- Short task 1
Copy the records unchanged, from the line containing "[locate] the black jeep" through the line containing "x=506, y=330", keeping both of those lines.

- Extracted text

↓

My 1980 vintage Ten Tec Corsair looks great on a remote SDR with a spectral display through the exact same amplifier. But its transmit signal goes through an 8 pole crystal filter on the way to the final amplifer, and the internal ALC is extremely fast attack, with no overshoot. The FTDX101D transmit path is all SDR, no crystal filter on transmit path. Once again, modern SDR technology has to play "catch up" to thorough old school design.

ADJUSTMENT PROCEDURE WITH AMC ONLY: For a maximum punch signal, set the AMC to 100. Increase MIC gain to get an ALC deflection above the "normal" range, S9+20. Adjust AMC level down from 100 to get ALC near S7 with a steady state "aaaahhh" and note that average power has dropped about 10% from 11 watts to 10 watts. The scope shows little change in PEAK power or PEP. It does show reduction in flat topping without substantial loss of average power in the lower peaks. The COMP meter (really AMC) should stay at or below 10 dB for stead state, kicking into 20 dB at "five." My tests show -35 dB or better on the unwanted sideband products. This is with PROC LEVEL set to COMP and AMC RELEASE TIME set to FAST. This adjustment is stable for SSB with the processor OFF. I found a maximum setting of AMC of 55 was the end result. (This is NOT suitable for AM, more later.)

To experiment with better spectral purity at the expense of power output, change the setting of the AMC from 55 to lower numbers and watch the spectral display and ALC. At a setting of AMC=40, the ALC meter stops moving, the distortion products are below -40, and the RF power drops from average of 12 watts to 7 watts (60%). Of course, an amplifier can make up that loss.

BOTTOM LINE: The correct AMC setting lies somewhere between 55 and 40. With a setting of AMC=60, the ALC rides around the middle of its range or S5. This approaches the best compromise between adequate transmitter output and reasonable distortion control. For absolute best spectral purity, keep mic gain and AMC at levels that result in NO ALC deflection at all. Try to use the faster acting PROC level to regain as much of the punch as you can. This also seems to agree with the quoted Yaesu maximum recommended value of AMC=55 in various internet forums. My MIC gain was set to 20 with the XM-8500 mike.

↑

- Material
↓

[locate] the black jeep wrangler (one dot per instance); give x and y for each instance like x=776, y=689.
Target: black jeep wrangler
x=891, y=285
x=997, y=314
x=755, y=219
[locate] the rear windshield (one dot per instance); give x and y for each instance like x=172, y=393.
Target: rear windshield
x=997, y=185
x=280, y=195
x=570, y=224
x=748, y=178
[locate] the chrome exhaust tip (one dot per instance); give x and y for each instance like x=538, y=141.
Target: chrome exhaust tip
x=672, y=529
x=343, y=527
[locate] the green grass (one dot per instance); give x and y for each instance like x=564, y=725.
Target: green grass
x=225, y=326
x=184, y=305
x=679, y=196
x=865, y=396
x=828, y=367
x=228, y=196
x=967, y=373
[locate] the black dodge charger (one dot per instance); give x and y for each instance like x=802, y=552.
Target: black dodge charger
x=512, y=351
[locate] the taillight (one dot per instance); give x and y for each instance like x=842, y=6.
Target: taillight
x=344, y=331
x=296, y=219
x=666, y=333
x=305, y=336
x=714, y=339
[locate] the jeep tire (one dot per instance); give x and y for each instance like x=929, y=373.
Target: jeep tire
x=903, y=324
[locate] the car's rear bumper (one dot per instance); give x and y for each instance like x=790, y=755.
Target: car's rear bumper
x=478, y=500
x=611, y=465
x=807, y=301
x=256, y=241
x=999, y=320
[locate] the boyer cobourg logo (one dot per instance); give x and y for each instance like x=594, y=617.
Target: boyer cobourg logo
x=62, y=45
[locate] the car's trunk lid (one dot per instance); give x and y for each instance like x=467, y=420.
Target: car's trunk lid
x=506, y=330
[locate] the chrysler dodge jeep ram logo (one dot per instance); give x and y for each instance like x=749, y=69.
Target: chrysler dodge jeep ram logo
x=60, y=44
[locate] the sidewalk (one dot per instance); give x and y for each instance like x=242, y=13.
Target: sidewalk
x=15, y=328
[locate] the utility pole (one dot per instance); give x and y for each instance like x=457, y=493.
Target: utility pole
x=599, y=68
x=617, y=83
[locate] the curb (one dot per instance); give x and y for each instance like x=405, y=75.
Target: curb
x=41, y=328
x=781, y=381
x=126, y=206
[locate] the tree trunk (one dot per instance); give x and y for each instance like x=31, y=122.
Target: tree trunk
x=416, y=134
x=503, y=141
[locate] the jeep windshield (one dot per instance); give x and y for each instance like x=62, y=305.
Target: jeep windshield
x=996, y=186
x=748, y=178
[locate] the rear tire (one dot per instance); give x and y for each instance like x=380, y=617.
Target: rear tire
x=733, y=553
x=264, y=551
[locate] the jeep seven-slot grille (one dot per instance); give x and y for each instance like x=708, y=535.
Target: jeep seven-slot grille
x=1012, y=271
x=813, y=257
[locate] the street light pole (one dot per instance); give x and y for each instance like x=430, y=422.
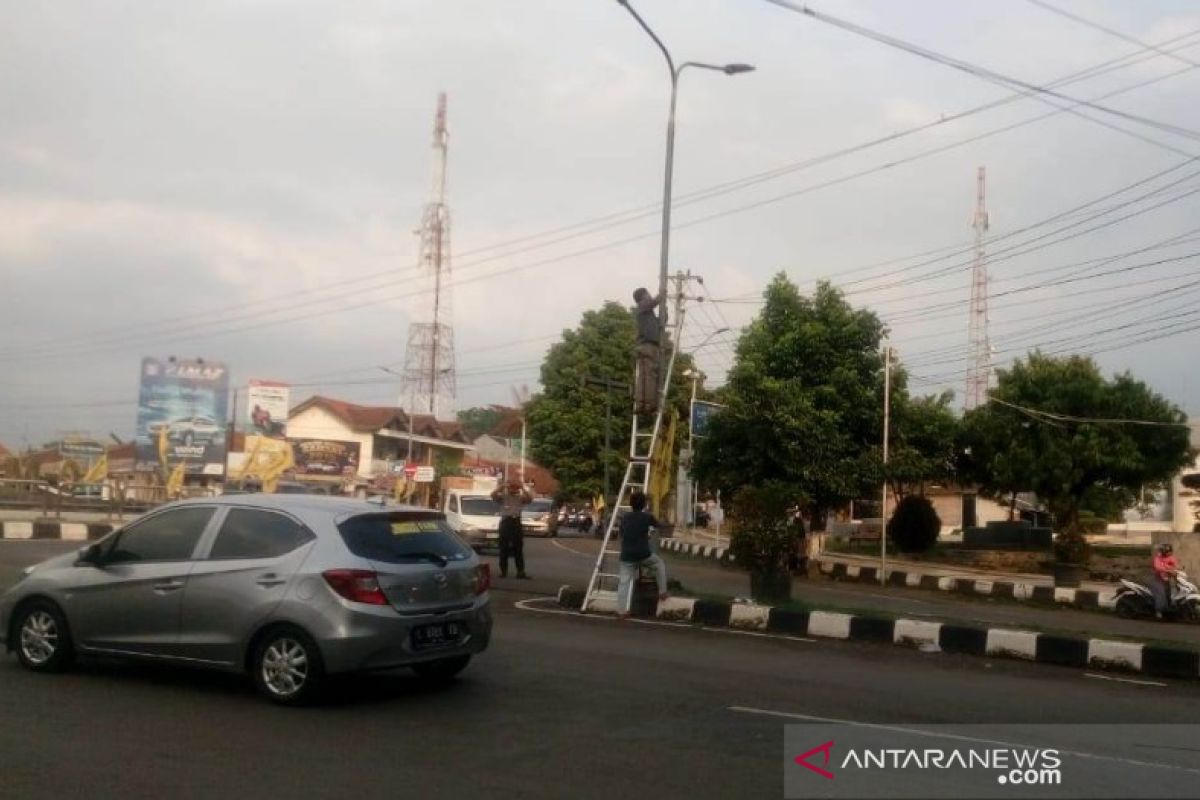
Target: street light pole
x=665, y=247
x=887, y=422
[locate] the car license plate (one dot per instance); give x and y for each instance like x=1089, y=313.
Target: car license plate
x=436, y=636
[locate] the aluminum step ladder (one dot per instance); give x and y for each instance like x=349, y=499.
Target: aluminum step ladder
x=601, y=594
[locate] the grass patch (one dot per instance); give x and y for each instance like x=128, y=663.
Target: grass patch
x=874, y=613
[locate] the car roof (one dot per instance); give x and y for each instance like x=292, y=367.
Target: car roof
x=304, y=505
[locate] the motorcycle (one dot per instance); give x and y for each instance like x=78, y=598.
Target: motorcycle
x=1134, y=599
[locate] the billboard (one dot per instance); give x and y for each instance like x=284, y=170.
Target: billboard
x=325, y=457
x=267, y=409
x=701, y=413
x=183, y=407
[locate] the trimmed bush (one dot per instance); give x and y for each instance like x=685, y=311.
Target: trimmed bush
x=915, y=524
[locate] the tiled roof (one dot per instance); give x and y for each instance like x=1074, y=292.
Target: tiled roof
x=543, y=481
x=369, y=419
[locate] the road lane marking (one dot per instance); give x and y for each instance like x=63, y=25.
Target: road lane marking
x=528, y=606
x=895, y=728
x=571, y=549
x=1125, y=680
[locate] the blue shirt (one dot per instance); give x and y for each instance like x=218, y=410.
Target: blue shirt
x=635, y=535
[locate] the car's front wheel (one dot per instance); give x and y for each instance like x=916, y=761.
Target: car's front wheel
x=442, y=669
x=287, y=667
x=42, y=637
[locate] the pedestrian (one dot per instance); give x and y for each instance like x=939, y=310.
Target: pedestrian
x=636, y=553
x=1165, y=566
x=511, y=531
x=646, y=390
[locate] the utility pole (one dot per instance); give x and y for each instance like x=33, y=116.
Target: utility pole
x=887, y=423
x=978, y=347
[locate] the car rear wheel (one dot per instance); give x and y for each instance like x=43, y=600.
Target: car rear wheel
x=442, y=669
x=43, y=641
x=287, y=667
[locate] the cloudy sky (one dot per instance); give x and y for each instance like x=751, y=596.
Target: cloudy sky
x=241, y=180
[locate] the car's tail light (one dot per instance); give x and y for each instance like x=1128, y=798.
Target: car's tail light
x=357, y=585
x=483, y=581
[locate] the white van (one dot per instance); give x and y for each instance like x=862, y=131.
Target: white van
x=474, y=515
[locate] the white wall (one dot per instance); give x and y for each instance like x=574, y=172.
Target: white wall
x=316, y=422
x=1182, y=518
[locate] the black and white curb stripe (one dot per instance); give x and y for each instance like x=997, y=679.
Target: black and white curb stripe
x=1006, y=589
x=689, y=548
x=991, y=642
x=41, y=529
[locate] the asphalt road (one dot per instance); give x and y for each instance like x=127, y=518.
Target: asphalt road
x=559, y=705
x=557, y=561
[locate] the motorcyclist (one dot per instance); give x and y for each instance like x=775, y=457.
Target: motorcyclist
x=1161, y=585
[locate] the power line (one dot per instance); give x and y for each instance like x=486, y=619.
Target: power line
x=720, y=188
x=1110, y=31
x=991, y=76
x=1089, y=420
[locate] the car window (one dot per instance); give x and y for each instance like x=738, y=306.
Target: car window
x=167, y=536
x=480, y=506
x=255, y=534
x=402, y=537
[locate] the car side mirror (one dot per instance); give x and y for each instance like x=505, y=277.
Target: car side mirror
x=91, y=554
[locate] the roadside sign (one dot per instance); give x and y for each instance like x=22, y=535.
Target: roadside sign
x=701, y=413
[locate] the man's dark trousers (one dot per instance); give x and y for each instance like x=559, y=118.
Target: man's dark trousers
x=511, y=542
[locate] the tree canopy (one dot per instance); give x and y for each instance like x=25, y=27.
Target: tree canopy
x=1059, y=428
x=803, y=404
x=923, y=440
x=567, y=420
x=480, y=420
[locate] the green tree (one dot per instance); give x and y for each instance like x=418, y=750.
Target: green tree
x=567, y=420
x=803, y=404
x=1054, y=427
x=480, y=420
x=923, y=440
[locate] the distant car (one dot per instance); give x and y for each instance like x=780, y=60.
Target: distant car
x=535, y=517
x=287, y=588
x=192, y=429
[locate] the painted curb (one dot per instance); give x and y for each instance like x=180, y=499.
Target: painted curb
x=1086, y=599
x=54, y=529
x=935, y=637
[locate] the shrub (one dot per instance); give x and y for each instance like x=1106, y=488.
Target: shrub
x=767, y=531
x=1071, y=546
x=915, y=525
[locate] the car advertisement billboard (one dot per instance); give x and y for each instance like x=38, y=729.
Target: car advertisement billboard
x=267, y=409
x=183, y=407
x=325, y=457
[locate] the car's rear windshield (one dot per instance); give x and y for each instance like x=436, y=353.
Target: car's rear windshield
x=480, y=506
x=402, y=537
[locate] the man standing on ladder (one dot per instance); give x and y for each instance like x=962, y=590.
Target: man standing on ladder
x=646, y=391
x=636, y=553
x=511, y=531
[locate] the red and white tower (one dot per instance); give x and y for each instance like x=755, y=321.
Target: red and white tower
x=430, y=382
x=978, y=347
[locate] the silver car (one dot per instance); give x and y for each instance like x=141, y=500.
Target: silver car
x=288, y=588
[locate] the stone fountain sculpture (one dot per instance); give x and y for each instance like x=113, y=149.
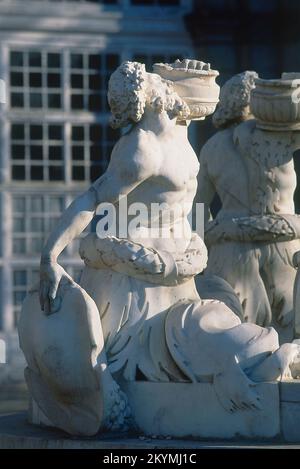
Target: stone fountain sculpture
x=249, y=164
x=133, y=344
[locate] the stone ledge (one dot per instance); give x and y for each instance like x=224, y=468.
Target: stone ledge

↑
↓

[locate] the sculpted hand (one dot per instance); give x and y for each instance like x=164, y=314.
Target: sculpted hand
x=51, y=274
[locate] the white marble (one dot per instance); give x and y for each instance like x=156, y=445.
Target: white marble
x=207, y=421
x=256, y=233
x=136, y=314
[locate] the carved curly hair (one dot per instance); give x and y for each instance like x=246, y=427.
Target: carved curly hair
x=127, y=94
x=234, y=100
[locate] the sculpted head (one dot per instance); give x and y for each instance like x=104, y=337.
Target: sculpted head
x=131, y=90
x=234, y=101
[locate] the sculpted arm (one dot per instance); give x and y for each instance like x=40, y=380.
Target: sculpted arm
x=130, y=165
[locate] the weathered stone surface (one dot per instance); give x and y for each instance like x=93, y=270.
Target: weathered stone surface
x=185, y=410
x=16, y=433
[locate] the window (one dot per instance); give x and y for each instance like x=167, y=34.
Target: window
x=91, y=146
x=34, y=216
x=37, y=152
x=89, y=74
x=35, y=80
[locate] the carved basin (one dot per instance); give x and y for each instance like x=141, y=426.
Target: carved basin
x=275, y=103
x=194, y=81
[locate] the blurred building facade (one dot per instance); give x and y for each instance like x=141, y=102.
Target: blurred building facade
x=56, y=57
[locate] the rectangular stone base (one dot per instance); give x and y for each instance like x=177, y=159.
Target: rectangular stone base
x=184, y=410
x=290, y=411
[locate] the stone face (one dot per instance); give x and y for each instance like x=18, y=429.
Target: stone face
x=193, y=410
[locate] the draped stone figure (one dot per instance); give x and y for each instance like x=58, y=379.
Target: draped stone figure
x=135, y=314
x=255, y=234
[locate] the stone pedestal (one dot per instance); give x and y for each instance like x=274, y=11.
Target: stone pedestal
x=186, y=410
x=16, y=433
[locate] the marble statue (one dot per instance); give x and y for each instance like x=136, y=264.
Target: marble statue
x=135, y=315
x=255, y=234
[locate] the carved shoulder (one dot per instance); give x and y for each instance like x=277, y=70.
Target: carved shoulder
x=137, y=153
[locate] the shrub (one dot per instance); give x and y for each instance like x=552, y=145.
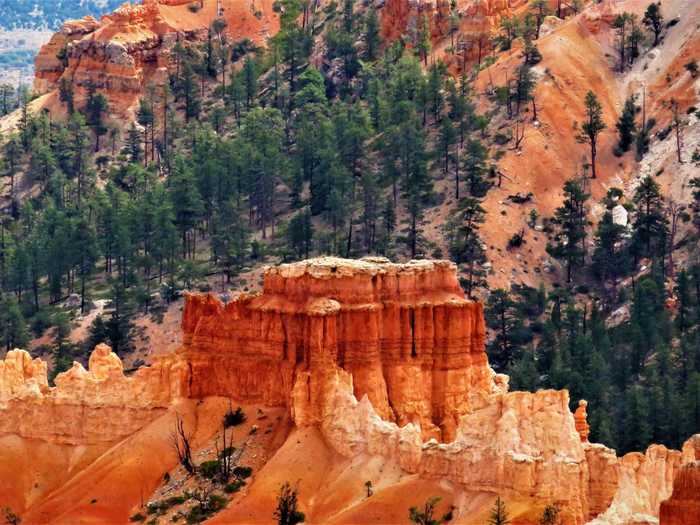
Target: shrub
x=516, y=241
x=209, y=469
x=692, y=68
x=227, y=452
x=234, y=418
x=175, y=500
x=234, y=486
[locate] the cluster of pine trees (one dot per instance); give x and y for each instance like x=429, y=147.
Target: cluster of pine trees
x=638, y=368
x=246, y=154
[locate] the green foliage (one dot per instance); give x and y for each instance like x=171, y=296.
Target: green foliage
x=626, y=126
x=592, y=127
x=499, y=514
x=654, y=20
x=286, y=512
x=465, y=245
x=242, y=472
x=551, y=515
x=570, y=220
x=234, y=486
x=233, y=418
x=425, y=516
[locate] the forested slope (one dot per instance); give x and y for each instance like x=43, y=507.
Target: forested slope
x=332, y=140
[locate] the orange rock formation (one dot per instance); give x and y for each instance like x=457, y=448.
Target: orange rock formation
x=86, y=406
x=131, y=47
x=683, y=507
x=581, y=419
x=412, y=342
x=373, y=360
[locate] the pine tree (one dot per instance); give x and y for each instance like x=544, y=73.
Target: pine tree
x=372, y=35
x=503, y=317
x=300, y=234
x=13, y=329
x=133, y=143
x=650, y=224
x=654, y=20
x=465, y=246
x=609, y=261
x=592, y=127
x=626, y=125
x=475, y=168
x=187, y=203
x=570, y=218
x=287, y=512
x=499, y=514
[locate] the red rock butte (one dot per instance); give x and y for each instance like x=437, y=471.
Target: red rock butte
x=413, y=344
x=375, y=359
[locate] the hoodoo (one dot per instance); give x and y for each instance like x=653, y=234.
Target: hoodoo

↑
↓

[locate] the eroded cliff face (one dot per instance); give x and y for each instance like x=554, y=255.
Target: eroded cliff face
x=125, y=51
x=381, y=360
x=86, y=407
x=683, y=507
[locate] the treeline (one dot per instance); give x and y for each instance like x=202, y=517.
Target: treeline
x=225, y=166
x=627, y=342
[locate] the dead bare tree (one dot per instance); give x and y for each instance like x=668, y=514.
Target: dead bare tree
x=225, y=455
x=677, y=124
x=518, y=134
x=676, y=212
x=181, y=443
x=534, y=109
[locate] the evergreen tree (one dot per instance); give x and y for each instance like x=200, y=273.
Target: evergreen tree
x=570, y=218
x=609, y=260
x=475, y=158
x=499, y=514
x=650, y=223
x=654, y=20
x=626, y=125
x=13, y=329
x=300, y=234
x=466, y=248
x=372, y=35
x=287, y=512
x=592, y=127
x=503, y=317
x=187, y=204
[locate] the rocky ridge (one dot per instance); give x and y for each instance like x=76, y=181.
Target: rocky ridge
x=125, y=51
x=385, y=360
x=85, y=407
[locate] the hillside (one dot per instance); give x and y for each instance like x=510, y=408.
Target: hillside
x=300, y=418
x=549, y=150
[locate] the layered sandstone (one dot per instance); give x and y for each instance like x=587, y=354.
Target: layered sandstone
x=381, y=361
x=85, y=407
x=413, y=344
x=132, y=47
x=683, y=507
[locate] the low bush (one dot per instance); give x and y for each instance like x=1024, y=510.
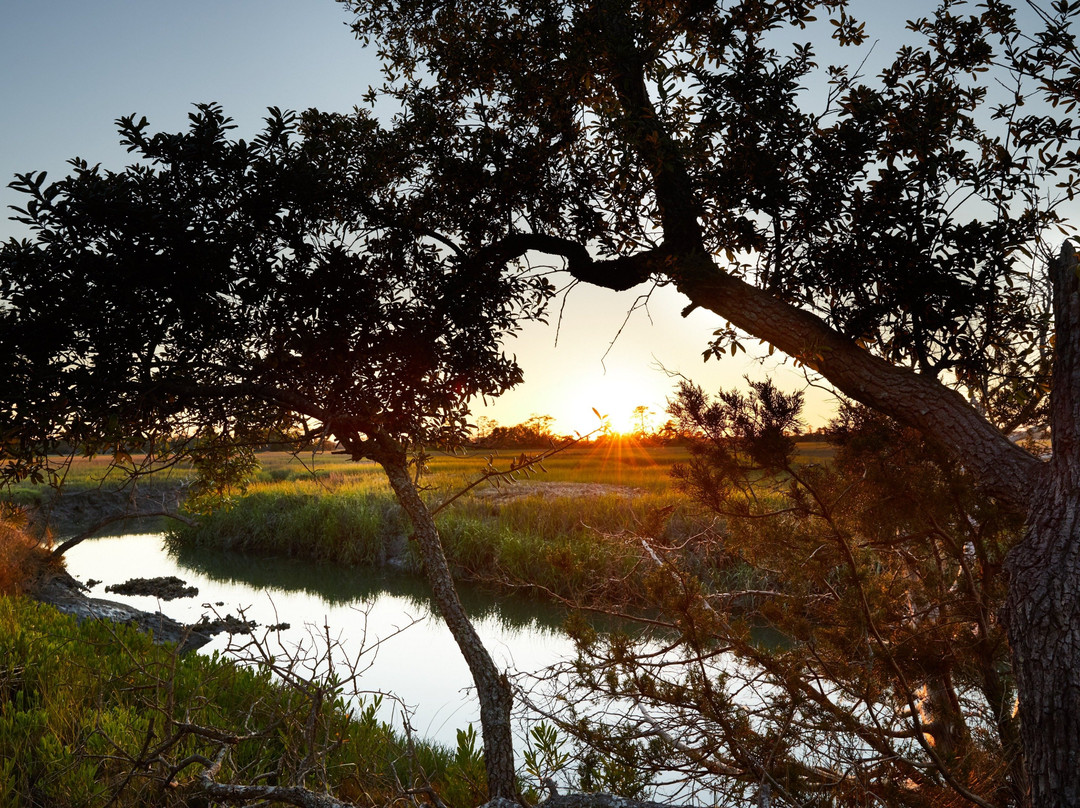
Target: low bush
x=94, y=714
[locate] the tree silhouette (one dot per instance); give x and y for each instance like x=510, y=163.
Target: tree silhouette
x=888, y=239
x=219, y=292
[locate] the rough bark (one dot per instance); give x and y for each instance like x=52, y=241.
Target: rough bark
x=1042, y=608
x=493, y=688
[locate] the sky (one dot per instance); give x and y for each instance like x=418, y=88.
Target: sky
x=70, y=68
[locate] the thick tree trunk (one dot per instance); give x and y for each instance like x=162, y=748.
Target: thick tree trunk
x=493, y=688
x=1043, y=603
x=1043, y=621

↑

- Short task 2
In the text on adjusting the FTDX101D's AMC, what maximum recommended AMC value is quoted from Yaesu?

- Written reply 1
[locate] the black jeep wrangler (one dot per instance); give x and y for each instance like x=776, y=689.
Target: black jeep wrangler
x=891, y=285
x=997, y=314
x=755, y=219
[locate] the rear windshield (one dot per instance); give x and y for each instance like x=172, y=393.
Target: rear windshield
x=997, y=185
x=280, y=195
x=570, y=224
x=748, y=178
[locate] the chrome exhaust tip (one dot per instance); give x and y for each instance like x=538, y=141.
Target: chrome exhaust tip
x=672, y=529
x=343, y=527
[locate] the green grass (one dot per instance); give x and y for each instance like x=564, y=725.
Target: green grass
x=225, y=326
x=184, y=305
x=679, y=196
x=865, y=396
x=828, y=367
x=228, y=196
x=967, y=373
[locate] the black dodge charger (one dot per instance); give x and y for each instance like x=802, y=552.
Target: black dodge charger
x=512, y=351
[locate] the taillight (one dot per instance); give x and y for each instance like x=842, y=6.
Target: taillight
x=344, y=331
x=296, y=219
x=666, y=333
x=305, y=336
x=714, y=339
[locate] the jeep tire (one dot per instance); give x and y for each instance like x=929, y=373.
Target: jeep tire
x=903, y=324
[locate] the car's rear bumper (one dot per instance); give x and y for each instance like x=790, y=755.
Target: car's rear bumper
x=478, y=500
x=611, y=465
x=807, y=301
x=256, y=241
x=999, y=320
[locate] the boyer cobourg logo (one dot per instance); give x and y for each instance like x=594, y=617.
Target: boyer cobourg logo
x=62, y=45
[locate] the car's trunk lid (one dot per instance); give x and y for each instance like x=467, y=420.
Target: car's trunk lid
x=506, y=330

- Written reply 2
AMC=55